[Text passage]
William Gibson’s latest stares into the post-9/11 abyss

Scott Dickensheets

It’s fine, a grabby book, although I may be going easy on it because I still remember being floored by the visionary power chords of Neuromancer and Burning Chrome and don’t want to revise my opinion of the guy who wrote them. From those books, William Gibson has moved on (from cyberpunk, the sci-fi genre he largely pioneered) and back (in time, from the polyglot future to, more or less, the present) to write tight, atmospheric post-9/11 thrillers, first Pattern Recognition (2003) and now Spook Country. But creating a world where computer hackers don’t have cord jacks implanted in their heads, Gibson finds it a little harder to keep the visions intense.

Spook Country follows the not-unfamiliar Gibson structure: disparate characters are, in alternating chapters, slowly pulled toward a decisive event as the mood lighting darkens and the apocalyptic paranoia clots around them. Hollis Henry, a cultish rock singer turned journalist, is on assignment for a shadowy magazine that may not exist. Tito, part of a family of Cuban-Chinese immigrants who middle-man information crimes, delivers iPods full of data to an old spook. Milgrim, a junkie who can read the pidgin Russian that Tito’s family texts in, is pressed into indentured servitude by Brown, who acts like a CIA agent but may not be. And what draws them, along their separate vectors, inexorably together? A mysterious nautical shipping container, its contents somehow connected to the war in Iraq, that blinks in and out of GPS tracking and never quite comes to port.

[Task requirements]
• A. Reproduce the part of the review of Spook Country between "Spook Country follows" and "comes to port.", inclusive.
• B. Render this sentence from the review of Spook Country in German: "And what draws them, along their separate vectors, inexorably together?"

[Data section]
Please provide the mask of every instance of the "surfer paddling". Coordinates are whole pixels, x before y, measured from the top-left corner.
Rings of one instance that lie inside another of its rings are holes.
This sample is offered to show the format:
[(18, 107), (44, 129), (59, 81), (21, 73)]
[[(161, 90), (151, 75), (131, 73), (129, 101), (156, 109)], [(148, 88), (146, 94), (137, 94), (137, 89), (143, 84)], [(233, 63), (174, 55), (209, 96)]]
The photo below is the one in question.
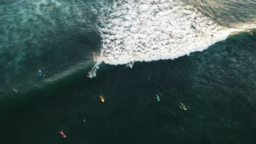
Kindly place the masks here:
[(61, 136), (62, 136), (63, 137), (64, 137), (65, 139), (67, 137), (67, 136), (65, 135), (65, 134), (64, 134), (64, 133), (63, 133), (63, 130), (61, 130), (61, 131), (60, 131), (59, 133), (61, 134)]
[(90, 77), (91, 76), (91, 72), (88, 72), (87, 73), (87, 77)]
[(133, 64), (133, 63), (131, 61), (130, 61), (129, 62), (129, 66), (131, 69), (132, 69), (132, 64)]
[(252, 31), (248, 30), (247, 32), (248, 32), (249, 34), (252, 34), (252, 35), (253, 34), (252, 33)]

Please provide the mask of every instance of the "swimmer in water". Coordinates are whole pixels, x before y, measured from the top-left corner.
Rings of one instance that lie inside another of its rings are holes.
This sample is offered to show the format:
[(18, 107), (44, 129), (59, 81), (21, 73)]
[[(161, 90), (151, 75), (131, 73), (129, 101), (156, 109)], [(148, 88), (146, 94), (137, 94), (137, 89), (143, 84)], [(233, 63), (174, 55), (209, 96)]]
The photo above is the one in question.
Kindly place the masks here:
[(86, 121), (86, 120), (87, 120), (87, 118), (84, 118), (84, 122), (85, 122), (85, 121)]
[(15, 92), (15, 93), (18, 93), (18, 91), (17, 91), (16, 88), (14, 88), (13, 91), (14, 91), (14, 92)]
[(39, 76), (44, 76), (44, 74), (42, 73), (40, 70), (39, 70)]
[(194, 28), (194, 29), (197, 30), (197, 29), (196, 29), (196, 28), (194, 26), (191, 25), (191, 27), (193, 28)]
[(168, 35), (171, 37), (171, 38), (172, 38), (172, 35), (171, 33), (169, 33)]
[(88, 72), (87, 73), (87, 77), (90, 77), (90, 76), (91, 75), (91, 72)]

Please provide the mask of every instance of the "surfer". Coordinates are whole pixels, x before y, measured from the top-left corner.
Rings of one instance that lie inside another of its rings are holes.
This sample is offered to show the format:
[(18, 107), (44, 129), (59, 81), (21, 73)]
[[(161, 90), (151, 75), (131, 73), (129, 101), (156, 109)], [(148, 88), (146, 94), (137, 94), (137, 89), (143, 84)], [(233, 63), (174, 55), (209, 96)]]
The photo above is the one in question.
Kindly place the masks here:
[(251, 34), (252, 34), (252, 35), (253, 34), (252, 33), (252, 31), (248, 30), (247, 32), (248, 32), (248, 33), (250, 33)]
[(169, 33), (168, 35), (171, 37), (171, 38), (172, 38), (172, 35), (171, 33)]
[(18, 91), (17, 91), (16, 88), (14, 88), (13, 91), (14, 91), (14, 92), (15, 92), (15, 93), (18, 93)]
[(158, 101), (159, 102), (160, 101), (159, 95), (158, 95), (157, 94), (155, 94), (155, 95), (156, 95), (156, 99), (158, 99)]
[(101, 101), (102, 101), (102, 103), (105, 102), (105, 100), (104, 100), (104, 99), (105, 98), (104, 98), (104, 97), (102, 97), (102, 96), (100, 96), (100, 98), (101, 98)]
[(184, 105), (183, 103), (181, 103), (181, 105), (182, 105), (181, 106), (182, 106), (183, 110), (184, 110), (187, 111), (187, 108), (185, 106), (185, 105)]
[(42, 73), (40, 70), (39, 70), (39, 76), (44, 76), (44, 74)]
[(133, 63), (131, 61), (130, 61), (129, 66), (131, 69), (132, 69), (132, 64), (133, 64)]
[(196, 28), (194, 26), (191, 25), (191, 27), (193, 28), (194, 28), (194, 29), (197, 30), (197, 29), (196, 29)]
[(85, 122), (85, 121), (86, 121), (86, 120), (87, 120), (87, 118), (84, 118), (84, 122)]
[(90, 76), (91, 75), (91, 72), (88, 72), (87, 73), (87, 77), (90, 77)]
[(67, 136), (65, 135), (65, 134), (64, 134), (64, 133), (63, 133), (63, 130), (61, 130), (61, 131), (60, 131), (59, 132), (60, 133), (60, 134), (61, 134), (61, 136), (62, 136), (63, 137), (65, 138), (67, 137)]

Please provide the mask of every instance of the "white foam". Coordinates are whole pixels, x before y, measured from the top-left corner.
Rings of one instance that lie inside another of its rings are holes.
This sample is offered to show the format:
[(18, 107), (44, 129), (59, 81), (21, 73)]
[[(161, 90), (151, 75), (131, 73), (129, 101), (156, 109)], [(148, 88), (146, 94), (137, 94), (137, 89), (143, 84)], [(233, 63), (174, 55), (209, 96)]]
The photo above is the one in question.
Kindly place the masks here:
[(92, 68), (92, 69), (90, 71), (90, 75), (89, 76), (89, 77), (90, 78), (92, 78), (95, 76), (96, 76), (96, 72), (97, 72), (97, 69), (100, 68), (100, 67), (98, 66), (101, 63), (97, 63), (94, 65), (94, 67)]
[(239, 30), (222, 27), (177, 1), (136, 1), (116, 2), (115, 11), (102, 17), (98, 61), (123, 64), (130, 61), (174, 59), (201, 51)]

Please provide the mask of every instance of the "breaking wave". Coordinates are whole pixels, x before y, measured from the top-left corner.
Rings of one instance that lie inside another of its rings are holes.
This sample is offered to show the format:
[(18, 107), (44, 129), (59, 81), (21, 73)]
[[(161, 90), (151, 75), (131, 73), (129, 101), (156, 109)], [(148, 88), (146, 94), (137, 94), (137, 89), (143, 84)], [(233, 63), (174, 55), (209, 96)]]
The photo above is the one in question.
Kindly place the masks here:
[(109, 64), (174, 59), (243, 31), (220, 26), (177, 1), (120, 1), (112, 8), (101, 20), (103, 40), (97, 59)]

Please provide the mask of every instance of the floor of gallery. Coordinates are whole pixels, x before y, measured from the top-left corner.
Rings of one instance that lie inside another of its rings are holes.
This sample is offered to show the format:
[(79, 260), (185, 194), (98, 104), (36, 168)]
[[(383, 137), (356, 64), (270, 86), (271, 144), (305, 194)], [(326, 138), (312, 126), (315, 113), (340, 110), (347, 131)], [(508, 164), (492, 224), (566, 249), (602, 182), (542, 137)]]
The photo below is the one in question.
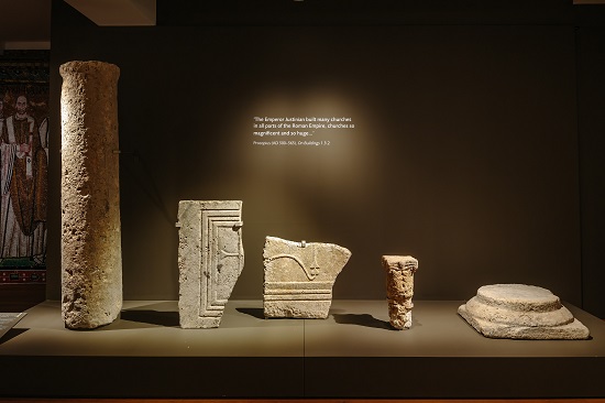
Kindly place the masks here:
[(457, 314), (461, 303), (415, 302), (413, 328), (397, 331), (385, 301), (334, 301), (327, 319), (264, 319), (262, 301), (230, 301), (215, 329), (182, 329), (175, 301), (128, 301), (111, 325), (74, 331), (46, 301), (0, 338), (0, 396), (605, 396), (603, 320), (566, 304), (588, 340), (488, 339)]

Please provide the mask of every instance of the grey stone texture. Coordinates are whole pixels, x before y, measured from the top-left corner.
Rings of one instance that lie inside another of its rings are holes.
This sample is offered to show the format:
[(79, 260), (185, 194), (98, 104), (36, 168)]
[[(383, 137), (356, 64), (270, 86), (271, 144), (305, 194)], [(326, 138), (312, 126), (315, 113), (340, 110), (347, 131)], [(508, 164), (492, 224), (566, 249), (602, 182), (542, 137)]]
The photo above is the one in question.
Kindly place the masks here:
[(120, 69), (61, 66), (62, 298), (72, 329), (113, 322), (122, 308), (118, 141)]
[(386, 271), (386, 298), (391, 326), (403, 330), (411, 327), (414, 303), (414, 273), (418, 270), (418, 260), (413, 257), (383, 255), (383, 269)]
[(458, 313), (490, 338), (544, 340), (590, 336), (557, 295), (534, 285), (484, 285)]
[(266, 318), (327, 318), (332, 286), (351, 252), (333, 243), (266, 237), (263, 307)]
[(242, 225), (240, 200), (178, 204), (180, 327), (219, 327), (244, 268)]

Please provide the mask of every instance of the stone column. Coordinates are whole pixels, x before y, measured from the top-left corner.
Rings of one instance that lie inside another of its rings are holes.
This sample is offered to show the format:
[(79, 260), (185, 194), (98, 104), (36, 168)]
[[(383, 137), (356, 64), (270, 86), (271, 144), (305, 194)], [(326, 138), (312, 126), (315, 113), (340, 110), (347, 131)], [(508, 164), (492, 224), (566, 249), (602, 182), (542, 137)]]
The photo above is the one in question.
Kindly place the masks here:
[(395, 329), (411, 327), (414, 303), (414, 273), (418, 270), (418, 260), (413, 257), (383, 257), (386, 270), (386, 297), (391, 326)]
[(72, 329), (113, 322), (122, 308), (118, 142), (120, 69), (61, 66), (62, 294)]

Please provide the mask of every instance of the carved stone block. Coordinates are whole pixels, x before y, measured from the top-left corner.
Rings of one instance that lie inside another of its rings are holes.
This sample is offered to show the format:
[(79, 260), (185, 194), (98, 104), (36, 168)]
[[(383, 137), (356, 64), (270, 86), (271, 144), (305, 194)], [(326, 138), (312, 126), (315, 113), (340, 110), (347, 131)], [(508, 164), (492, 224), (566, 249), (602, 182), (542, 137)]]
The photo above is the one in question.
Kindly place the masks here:
[(588, 329), (549, 290), (525, 284), (493, 284), (458, 313), (485, 337), (508, 339), (586, 339)]
[(242, 202), (183, 200), (177, 226), (180, 326), (218, 327), (244, 266)]
[(122, 308), (118, 66), (61, 66), (62, 315), (72, 329), (113, 322)]
[(265, 238), (264, 295), (266, 318), (327, 318), (332, 286), (351, 252), (333, 243)]
[(418, 260), (413, 257), (384, 255), (383, 269), (386, 271), (391, 326), (398, 330), (409, 329), (414, 307), (414, 273), (418, 270)]

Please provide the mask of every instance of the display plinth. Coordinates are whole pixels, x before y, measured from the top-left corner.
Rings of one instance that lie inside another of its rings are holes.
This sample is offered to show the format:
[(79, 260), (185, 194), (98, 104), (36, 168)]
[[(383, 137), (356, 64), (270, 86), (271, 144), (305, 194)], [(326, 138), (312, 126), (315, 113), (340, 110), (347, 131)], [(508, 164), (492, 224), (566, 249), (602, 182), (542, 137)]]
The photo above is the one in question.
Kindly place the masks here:
[(262, 301), (230, 301), (219, 328), (182, 329), (176, 301), (125, 302), (111, 325), (70, 331), (59, 303), (45, 302), (0, 339), (0, 395), (605, 395), (605, 324), (569, 304), (591, 339), (488, 339), (458, 316), (459, 301), (415, 302), (411, 329), (391, 330), (386, 304), (336, 299), (324, 320), (264, 319)]

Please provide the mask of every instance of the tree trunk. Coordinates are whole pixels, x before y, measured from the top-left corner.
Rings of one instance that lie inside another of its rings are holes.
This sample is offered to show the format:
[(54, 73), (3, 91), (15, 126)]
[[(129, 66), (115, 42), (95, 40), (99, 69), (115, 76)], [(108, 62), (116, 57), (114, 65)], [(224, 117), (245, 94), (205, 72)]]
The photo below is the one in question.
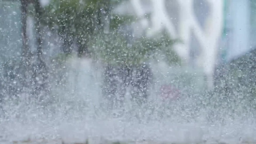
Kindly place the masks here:
[(36, 95), (38, 95), (42, 94), (42, 92), (45, 92), (46, 90), (46, 80), (48, 75), (47, 74), (47, 70), (46, 64), (43, 61), (42, 56), (43, 53), (42, 37), (41, 33), (42, 27), (40, 23), (42, 22), (42, 8), (39, 0), (34, 0), (34, 5), (36, 12), (35, 19), (37, 43), (36, 51), (37, 59), (36, 65), (37, 68), (34, 71), (33, 76), (35, 83), (37, 84), (35, 94)]
[(30, 63), (31, 55), (29, 54), (29, 48), (28, 43), (28, 39), (27, 35), (27, 18), (28, 3), (26, 0), (21, 0), (21, 35), (22, 37), (22, 61), (25, 65)]

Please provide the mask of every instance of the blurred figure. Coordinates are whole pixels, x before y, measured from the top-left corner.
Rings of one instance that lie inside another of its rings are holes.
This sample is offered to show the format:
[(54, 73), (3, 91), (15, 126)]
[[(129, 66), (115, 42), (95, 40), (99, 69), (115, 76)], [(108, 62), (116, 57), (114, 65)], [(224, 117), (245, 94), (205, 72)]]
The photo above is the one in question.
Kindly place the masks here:
[(128, 88), (132, 100), (140, 103), (147, 98), (151, 70), (147, 64), (134, 65), (107, 65), (104, 73), (103, 93), (108, 99), (121, 102)]
[(171, 85), (164, 85), (160, 88), (161, 98), (163, 101), (173, 101), (179, 99), (180, 92)]

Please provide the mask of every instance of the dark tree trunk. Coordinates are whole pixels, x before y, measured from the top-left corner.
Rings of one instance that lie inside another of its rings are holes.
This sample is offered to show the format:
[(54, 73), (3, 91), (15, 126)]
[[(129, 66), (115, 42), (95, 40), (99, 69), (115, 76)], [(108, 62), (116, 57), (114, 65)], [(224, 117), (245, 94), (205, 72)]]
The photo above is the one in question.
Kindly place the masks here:
[[(43, 46), (42, 37), (42, 27), (41, 25), (42, 10), (39, 0), (34, 0), (34, 5), (36, 12), (36, 29), (37, 48), (36, 55), (37, 62), (36, 65), (37, 68), (34, 71), (33, 78), (35, 83), (36, 83), (35, 90), (37, 95), (45, 92), (46, 90), (46, 80), (47, 77), (47, 71), (46, 64), (42, 56)], [(41, 82), (39, 83), (39, 82)]]
[(25, 65), (30, 63), (31, 55), (28, 43), (27, 35), (27, 2), (26, 0), (21, 0), (21, 35), (22, 37), (22, 61)]
[(106, 68), (104, 75), (103, 93), (110, 102), (122, 101), (128, 88), (131, 89), (132, 100), (139, 103), (146, 101), (152, 79), (148, 65), (109, 65)]

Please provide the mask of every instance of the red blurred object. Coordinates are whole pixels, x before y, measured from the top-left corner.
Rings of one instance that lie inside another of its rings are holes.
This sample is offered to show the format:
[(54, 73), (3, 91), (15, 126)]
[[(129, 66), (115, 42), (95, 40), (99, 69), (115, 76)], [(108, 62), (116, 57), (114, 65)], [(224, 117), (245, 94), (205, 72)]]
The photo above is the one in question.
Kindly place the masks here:
[(180, 96), (179, 89), (171, 85), (164, 85), (160, 88), (161, 96), (163, 100), (177, 100)]

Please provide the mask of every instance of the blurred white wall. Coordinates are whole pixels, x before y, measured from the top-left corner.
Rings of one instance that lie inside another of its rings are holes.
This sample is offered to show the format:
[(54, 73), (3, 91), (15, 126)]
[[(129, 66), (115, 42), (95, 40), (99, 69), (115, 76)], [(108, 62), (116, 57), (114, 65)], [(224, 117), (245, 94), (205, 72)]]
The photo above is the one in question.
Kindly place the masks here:
[[(185, 65), (202, 69), (211, 88), (222, 34), (223, 1), (130, 0), (121, 6), (139, 18), (135, 27), (137, 33), (151, 37), (164, 31), (172, 38), (182, 40), (183, 43), (174, 47), (177, 53)], [(150, 18), (146, 15), (149, 13)]]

[Answer list]
• A.
Spook Country follows the not-unfamiliar Gibson structure: disparate characters are, in alternating chapters, slowly pulled toward a decisive event as the mood lighting darkens and the apocalyptic paranoia clots around them. Hollis Henry, a cultish rock singer turned journalist, is on assignment for a shadowy magazine that may not exist. Tito, part of a family of Cuban-Chinese immigrants who middle-man information crimes, delivers iPods full of data to an old spook. Milgrim, a junkie who can read the pidgin Russian that Tito’s family texts in, is pressed into indentured servitude by Brown, who acts like a CIA agent but may not be. And what draws them, along their separate vectors, inexorably together? A mysterious nautical shipping container, its contents somehow connected to the war in Iraq, that blinks in and out of GPS tracking and never quite comes to port.

• B. Und was zieht sie entlang ihrer getrennten Vektoren unaufhaltsam zusammen?